-- BEGIN READING TEXT --

Using the Networking Calico extension with Gardener as end-user

The core.gardener.cloud/v1beta1.Shoot resource declares a networking field that is meant to contain network-specific configuration.

In this document we are describing how this configuration looks like for Calico and provide an example Shoot manifest with minimal configuration that you can use to create a cluster.

Calico Typha

Calico Typha is an optional component of Project Calico designed to offload the Kubernetes API server. The Typha daemon sits between the datastore (such as the Kubernetes API server which is the one used by Gardener managed Kubernetes) and many instances of Felix. Typha’s main purpose is to increase scale by reducing each node’s impact on the datastore. You can opt-out Typha via .spec.networking.providerConfig.typha.enabled=false of your Shoot manifest. By default the Typha is enabled.

EBPF Dataplane

Calico can be run in ebpf dataplane mode. This has several benefits, calico scales to higher troughput, uses less cpu per GBit and has native support for kubernetes services (without needing kube-proxy). To switch to a pure ebpf dataplane it is recommended to run without an overlay network. The following configuration can be used to run without an overlay and without kube-proxy.

An example ebpf dataplane NetworkingConfig manifest:

apiVersion: calico.networking.extensions.gardener.cloud/v1alpha1
kind: NetworkConfig
ebpfDataplane:
  enabled: true
overlay:
  enabled: false

To disable kube-proxy set the enabled field to false in the shoot manifest.

apiVersion: core.gardener.cloud/v1beta1
kind: Shoot
metadata:
  name: ebpf-shoot
  namespace: garden-dev
spec:
  kubernetes:
    kubeProxy:
      enabled: false

Know limitations of the EBPF Dataplane

Please note that the default settings for calico’s ebpf dataplane may interfere with accelerated networking in azure rendering nodes with accelerated networking unusable in the network. The reason for this is that calico does not ignore the accelerated networking interface enP... as it should, but applies its ebpf programs to it. A simple mitigation for this is to adapt the FelixConfiguration default and ensure that the bpfDataIfacePattern does not include enP.... Per default bpfDataIfacePattern is not set. The default value for this option can be found here. For example, you could apply the following change:

$ kubectl edit felixconfiguration default
...

-- END READING TEXT --
-- BEGIN DATA SUPPLIED --

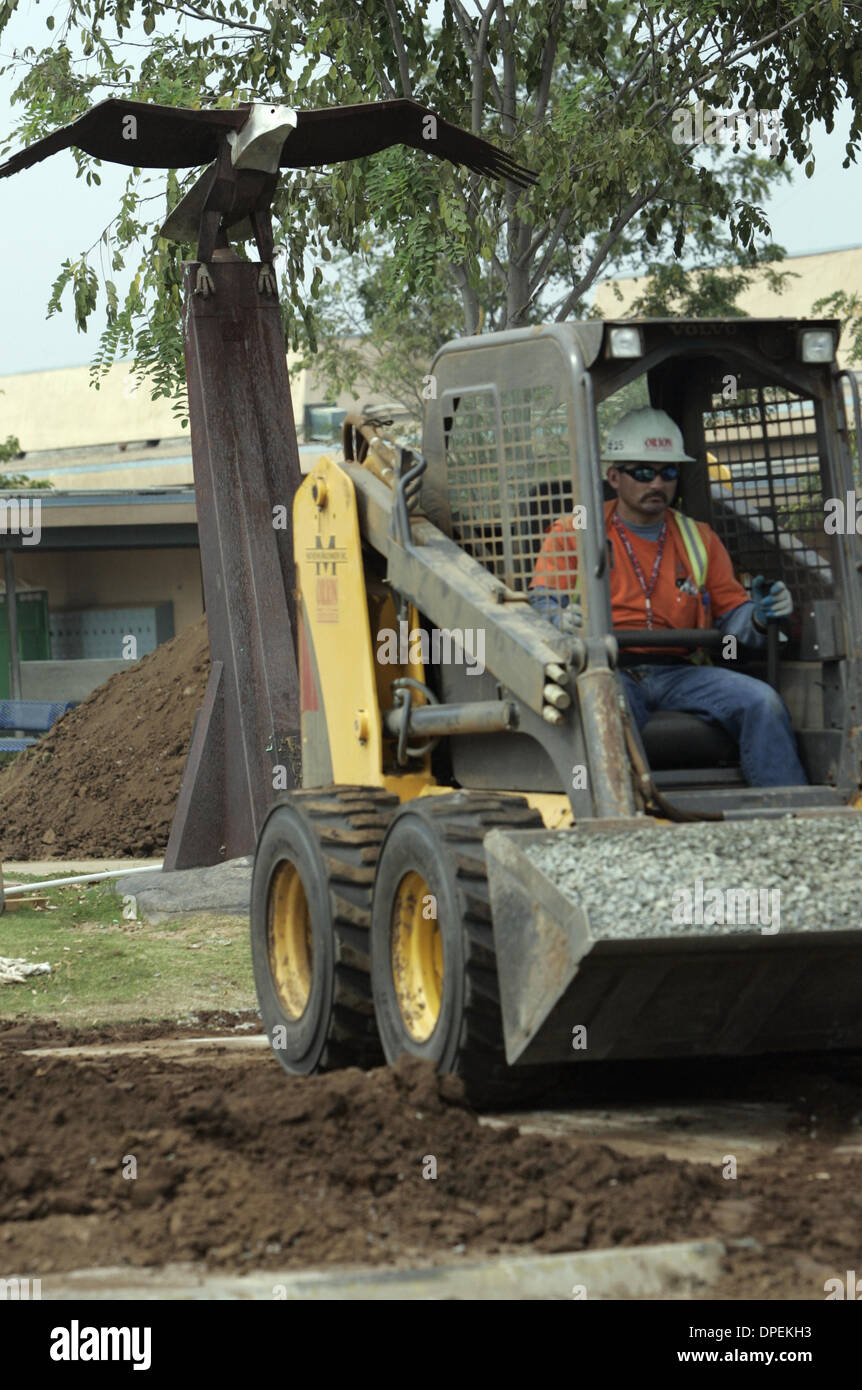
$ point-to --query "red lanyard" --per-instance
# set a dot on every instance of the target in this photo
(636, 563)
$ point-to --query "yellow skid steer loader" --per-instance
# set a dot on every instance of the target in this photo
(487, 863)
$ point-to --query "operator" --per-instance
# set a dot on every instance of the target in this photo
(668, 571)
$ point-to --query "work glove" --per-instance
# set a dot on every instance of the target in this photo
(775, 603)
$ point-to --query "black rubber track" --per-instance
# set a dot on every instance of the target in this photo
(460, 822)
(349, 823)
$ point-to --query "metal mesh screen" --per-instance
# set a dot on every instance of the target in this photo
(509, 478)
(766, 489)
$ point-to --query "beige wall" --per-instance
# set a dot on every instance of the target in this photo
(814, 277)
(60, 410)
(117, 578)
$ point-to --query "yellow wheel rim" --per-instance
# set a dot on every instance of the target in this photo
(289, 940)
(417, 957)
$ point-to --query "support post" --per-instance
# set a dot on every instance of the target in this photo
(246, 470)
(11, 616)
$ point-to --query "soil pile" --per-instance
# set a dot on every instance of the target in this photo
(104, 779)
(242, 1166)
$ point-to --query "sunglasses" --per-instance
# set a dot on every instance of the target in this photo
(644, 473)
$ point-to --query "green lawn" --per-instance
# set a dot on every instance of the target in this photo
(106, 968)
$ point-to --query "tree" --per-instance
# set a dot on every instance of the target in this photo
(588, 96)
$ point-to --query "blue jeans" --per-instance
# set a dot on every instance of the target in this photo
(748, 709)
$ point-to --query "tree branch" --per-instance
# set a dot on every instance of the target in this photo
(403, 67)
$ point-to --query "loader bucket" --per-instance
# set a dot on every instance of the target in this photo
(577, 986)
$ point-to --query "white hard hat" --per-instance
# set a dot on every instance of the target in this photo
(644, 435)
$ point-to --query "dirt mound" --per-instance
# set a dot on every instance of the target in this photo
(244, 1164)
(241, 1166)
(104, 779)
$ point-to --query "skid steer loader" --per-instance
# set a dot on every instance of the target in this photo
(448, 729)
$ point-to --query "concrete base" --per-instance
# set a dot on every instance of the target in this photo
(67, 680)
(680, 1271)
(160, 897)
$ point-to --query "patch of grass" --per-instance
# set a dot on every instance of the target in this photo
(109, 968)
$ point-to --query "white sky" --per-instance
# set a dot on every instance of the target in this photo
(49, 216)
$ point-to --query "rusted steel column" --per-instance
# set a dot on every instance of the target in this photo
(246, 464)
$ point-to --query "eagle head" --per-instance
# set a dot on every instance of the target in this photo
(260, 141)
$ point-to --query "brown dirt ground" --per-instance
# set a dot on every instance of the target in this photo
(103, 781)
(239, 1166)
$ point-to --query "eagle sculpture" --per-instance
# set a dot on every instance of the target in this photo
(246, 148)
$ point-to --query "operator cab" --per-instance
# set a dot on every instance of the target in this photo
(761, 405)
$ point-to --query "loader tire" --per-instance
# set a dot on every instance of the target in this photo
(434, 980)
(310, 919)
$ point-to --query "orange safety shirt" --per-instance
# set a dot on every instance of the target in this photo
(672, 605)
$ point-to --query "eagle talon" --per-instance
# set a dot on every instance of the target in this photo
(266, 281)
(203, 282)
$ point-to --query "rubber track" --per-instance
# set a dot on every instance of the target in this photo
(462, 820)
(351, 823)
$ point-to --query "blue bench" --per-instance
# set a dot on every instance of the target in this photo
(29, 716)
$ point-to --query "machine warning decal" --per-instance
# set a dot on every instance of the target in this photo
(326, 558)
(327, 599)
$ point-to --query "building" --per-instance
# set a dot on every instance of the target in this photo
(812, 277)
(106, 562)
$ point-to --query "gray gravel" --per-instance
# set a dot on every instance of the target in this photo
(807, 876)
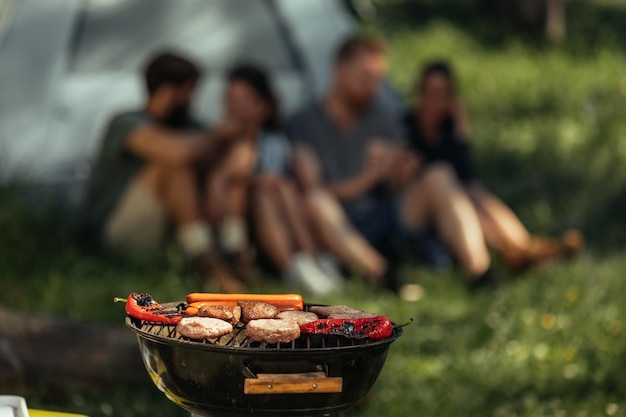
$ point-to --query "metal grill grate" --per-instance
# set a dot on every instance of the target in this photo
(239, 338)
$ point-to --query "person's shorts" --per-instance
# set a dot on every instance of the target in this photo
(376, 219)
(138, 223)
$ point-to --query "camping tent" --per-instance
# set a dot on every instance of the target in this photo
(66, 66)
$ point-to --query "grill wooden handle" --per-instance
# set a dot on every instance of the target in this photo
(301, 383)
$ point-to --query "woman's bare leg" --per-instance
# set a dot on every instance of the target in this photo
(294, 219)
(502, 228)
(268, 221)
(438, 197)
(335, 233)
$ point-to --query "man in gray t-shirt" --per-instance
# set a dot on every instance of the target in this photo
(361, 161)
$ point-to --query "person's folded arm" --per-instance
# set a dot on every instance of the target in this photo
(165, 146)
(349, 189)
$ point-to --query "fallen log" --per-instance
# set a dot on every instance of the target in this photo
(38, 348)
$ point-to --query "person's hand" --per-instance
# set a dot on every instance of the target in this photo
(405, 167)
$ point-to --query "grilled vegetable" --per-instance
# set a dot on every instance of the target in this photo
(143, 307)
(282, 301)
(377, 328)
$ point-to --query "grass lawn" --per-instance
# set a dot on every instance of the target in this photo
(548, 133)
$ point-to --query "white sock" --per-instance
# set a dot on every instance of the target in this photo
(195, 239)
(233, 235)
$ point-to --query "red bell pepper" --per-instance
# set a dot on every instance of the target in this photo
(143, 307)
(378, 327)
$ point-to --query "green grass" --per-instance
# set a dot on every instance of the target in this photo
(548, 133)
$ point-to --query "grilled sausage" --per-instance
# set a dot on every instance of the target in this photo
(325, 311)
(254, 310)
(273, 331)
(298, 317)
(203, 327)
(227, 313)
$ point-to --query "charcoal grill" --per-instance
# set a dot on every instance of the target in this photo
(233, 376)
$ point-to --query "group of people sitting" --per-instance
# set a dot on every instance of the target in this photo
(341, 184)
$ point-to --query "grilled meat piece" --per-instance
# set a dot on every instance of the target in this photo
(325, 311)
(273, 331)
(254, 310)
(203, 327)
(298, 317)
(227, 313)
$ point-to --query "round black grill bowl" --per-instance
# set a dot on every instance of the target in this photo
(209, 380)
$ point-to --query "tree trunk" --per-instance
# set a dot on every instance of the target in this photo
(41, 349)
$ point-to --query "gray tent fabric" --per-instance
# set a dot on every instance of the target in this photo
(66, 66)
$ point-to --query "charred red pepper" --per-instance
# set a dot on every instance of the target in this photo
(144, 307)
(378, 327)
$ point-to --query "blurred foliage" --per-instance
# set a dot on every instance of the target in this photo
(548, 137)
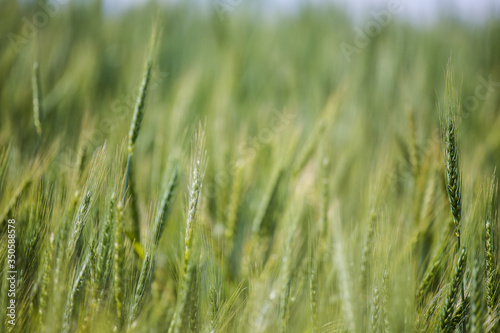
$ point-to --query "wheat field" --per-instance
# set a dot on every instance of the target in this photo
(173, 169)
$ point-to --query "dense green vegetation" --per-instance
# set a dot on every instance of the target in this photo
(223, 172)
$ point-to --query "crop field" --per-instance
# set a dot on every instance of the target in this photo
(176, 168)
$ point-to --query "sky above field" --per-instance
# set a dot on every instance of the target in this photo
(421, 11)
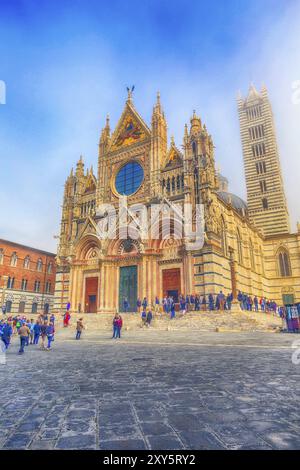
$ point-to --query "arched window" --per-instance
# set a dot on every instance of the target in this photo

-- END DATA SUPPLIED --
-- BEGIN DATA SUPPLIED --

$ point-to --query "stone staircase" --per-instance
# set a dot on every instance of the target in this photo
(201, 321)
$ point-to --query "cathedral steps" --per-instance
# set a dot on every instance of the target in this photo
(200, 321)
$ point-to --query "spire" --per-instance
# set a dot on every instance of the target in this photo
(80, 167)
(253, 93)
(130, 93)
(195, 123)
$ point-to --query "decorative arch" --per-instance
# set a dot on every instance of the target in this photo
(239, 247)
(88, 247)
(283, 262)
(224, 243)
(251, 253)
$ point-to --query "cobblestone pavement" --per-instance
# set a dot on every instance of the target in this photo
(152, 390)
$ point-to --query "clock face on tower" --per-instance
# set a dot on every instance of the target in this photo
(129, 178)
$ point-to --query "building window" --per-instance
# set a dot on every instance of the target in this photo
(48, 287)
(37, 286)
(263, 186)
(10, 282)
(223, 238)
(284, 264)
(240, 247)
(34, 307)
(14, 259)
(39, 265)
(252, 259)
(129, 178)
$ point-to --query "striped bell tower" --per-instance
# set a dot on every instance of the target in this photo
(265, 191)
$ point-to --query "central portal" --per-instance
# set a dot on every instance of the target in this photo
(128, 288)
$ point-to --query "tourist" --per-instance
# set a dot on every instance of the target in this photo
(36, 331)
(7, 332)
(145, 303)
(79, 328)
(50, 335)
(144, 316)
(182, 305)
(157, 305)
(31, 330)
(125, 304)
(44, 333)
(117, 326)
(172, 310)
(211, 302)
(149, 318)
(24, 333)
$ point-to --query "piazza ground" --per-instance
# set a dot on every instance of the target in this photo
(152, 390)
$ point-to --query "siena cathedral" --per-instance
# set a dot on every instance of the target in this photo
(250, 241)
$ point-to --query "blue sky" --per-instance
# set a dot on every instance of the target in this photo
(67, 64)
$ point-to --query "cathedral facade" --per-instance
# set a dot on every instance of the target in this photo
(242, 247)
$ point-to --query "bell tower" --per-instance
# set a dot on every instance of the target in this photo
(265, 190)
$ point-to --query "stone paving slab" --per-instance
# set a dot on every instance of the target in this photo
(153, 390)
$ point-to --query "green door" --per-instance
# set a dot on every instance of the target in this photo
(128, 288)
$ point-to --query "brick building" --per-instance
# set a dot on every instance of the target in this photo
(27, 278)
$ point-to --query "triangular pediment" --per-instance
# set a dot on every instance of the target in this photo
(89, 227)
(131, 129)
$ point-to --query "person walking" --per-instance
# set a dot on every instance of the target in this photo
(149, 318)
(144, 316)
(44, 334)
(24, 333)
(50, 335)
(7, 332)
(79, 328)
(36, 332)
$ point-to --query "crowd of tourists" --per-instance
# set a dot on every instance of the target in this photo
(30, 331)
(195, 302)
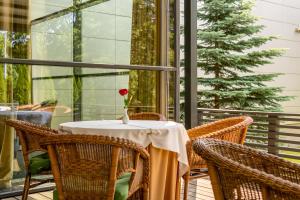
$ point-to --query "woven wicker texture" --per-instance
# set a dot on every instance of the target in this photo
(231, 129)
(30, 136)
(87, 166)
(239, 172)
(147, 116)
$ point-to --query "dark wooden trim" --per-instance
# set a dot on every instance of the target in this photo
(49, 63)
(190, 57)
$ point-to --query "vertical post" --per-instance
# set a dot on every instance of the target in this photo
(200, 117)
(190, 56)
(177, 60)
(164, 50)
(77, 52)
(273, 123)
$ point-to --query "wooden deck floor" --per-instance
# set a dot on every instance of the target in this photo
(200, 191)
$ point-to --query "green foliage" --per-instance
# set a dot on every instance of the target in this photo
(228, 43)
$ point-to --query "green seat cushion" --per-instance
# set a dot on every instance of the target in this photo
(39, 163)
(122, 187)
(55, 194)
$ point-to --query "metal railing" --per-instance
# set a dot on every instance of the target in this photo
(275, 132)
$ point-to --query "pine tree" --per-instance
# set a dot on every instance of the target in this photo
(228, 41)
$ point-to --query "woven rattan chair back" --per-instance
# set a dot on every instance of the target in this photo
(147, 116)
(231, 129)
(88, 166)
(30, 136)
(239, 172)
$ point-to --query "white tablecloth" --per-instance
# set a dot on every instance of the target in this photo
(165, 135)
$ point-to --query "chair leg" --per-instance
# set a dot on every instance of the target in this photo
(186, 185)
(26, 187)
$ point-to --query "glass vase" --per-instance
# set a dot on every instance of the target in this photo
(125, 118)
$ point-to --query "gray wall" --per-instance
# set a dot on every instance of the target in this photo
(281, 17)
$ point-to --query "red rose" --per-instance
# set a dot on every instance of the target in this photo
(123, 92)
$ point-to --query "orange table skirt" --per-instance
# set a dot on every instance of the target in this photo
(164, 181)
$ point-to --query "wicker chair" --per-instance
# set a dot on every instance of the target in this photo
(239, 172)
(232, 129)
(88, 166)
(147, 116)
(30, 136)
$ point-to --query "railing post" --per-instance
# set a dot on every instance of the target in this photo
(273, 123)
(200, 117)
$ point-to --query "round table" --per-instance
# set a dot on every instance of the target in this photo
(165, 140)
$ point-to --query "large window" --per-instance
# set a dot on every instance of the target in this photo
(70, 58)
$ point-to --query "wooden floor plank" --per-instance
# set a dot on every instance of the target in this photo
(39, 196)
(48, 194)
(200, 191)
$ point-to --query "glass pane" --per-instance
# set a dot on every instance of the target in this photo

-- END DATA SUPPLIED --
-- BEGIN DATA SUPPLIED --

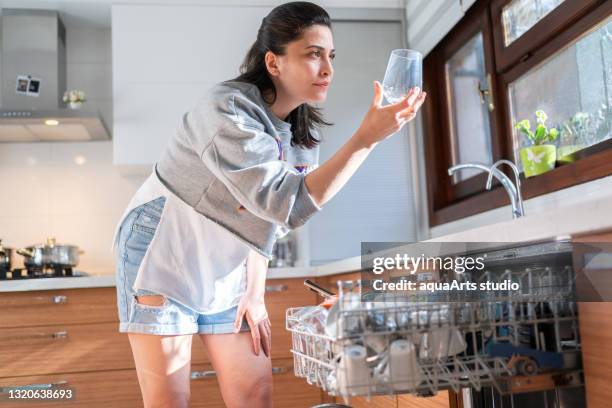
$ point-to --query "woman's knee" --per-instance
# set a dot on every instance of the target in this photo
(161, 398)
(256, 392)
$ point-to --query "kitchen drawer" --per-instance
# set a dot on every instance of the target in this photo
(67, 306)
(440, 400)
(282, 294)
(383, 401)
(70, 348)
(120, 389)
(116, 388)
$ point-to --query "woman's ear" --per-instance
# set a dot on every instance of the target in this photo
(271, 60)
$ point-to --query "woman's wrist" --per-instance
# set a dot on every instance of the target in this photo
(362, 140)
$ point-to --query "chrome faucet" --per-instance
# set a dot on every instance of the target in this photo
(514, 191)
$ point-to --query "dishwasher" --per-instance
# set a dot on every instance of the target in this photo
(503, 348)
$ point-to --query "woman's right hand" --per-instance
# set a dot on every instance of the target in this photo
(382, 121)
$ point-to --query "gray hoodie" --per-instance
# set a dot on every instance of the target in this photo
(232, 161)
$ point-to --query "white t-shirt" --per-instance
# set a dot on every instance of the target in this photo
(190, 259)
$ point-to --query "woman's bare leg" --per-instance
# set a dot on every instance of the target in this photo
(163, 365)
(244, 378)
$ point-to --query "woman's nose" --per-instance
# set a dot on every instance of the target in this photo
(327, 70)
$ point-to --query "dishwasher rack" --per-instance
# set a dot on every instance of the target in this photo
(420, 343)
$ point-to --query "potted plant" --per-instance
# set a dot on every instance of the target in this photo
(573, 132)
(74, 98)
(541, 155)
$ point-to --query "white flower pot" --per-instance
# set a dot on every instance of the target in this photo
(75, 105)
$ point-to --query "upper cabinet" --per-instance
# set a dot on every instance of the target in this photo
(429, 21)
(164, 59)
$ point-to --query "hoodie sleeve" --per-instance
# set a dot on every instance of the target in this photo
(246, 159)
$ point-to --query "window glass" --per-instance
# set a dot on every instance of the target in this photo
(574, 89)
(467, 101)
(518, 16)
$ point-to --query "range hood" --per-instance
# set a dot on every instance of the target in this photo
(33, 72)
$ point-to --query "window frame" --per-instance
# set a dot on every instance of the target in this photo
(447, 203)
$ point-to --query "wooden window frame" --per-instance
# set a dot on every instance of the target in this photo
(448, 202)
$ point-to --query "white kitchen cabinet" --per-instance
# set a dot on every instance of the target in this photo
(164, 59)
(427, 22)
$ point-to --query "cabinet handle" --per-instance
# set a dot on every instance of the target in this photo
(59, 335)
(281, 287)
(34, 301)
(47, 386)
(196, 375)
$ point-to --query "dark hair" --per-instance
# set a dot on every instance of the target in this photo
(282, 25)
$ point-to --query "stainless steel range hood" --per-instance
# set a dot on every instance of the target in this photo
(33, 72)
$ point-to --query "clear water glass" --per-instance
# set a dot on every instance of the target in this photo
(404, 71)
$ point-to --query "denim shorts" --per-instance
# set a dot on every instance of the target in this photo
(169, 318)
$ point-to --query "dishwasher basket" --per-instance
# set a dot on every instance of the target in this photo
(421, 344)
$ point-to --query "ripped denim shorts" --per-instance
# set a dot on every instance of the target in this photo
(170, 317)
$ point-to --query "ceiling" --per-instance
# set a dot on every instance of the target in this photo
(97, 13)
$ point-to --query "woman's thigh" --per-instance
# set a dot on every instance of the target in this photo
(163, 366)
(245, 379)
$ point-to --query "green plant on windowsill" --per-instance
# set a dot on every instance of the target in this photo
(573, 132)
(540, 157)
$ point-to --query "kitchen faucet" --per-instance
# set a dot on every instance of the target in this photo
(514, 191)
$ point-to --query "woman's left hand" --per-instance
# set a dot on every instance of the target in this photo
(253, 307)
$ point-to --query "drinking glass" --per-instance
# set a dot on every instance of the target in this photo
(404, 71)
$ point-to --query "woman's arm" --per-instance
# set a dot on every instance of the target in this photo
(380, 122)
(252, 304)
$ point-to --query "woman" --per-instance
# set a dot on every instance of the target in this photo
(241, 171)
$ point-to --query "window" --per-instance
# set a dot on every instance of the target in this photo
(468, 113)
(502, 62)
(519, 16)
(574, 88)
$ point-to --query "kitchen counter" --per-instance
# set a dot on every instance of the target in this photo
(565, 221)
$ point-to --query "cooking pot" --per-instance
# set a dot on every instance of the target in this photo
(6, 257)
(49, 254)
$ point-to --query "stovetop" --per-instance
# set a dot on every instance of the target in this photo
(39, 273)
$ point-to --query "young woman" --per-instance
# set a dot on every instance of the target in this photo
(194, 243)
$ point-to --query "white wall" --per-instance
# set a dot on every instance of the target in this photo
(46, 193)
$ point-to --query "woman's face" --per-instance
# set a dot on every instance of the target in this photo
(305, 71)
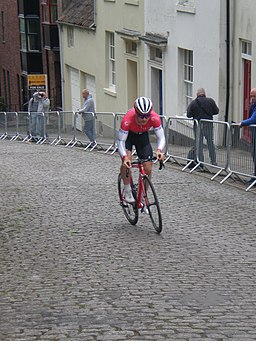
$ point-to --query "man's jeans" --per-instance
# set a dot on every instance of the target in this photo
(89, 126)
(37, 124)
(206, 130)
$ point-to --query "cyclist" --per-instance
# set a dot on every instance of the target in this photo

-- END DATA SUPPLIED --

■ TASKS AND EXERCISES ■
(A) Answer these questions using the Calico networking text:
(i) Which setting in the Shoot manifest opts out of Typha?
(ii) What is recommended when switching to a pure ebpf dataplane?
(iii) What name does the example Shoot manifest give the cluster?
(B) Quote the Calico networking text from "Calico can be" to "the shoot manifest.".
(C) Extend the Calico networking text, picking up where it stops.

■ OUTPUTS ■
(A)
(i) .spec.networking.providerConfig.typha.enabled=false
(ii) Running without an overlay network.
(iii) ebpf-shoot

(B)
Calico can be run in ebpf dataplane mode. This has several benefits, calico scales to higher troughput, uses less cpu per GBit and has native support for kubernetes services (without needing kube-proxy). To switch to a pure ebpf dataplane it is recommended to run without an overlay network. The following configuration can be used to run without an overlay and without kube-proxy.

An example ebpf dataplane NetworkingConfig manifest:

apiVersion: calico.networking.extensions.gardener.cloud/v1alpha1
kind: NetworkConfig
ebpfDataplane:
  enabled: true
overlay:
  enabled: false

To disable kube-proxy set the enabled field to false in the shoot manifest.

(C)
apiVersion: crd.projectcalico.org/v1
kind: FelixConfiguration
metadata:
  ...
  name: default
  ...
spec:
  bpfDataIfacePattern: ^((en|wl|ww|sl|ib)[opsx].*|(eth|wlan|wwan).*|tunl0$|vxlan.calico$|wireguard.cali$|wg-v6.cali$)
  ...

AutoScaling

Autoscaling defines how the calico components are automatically scaled. It allows to use either static resource assignment, vertical pod or cluster-proportional autoscaler (default: cluster-proportional).

The cluster-proportional autoscaling mode is preferable when conditions require minimal disturbances and vpa mode for improved cluster resource utilization. Static resource assignments causes no disruptions due to autoscaling, but has no dynamics to handle changing demands.

Please note VPA must be enabled on the shoot as a pre-requisite to enabling vpa mode.

An example NetworkingConfig manifest for vertical pod autoscaling:

apiVersion: calico.networking.extensions.gardener.cloud/v1alpha1
kind: NetworkConfig
autoScaling:
  mode: "vpa"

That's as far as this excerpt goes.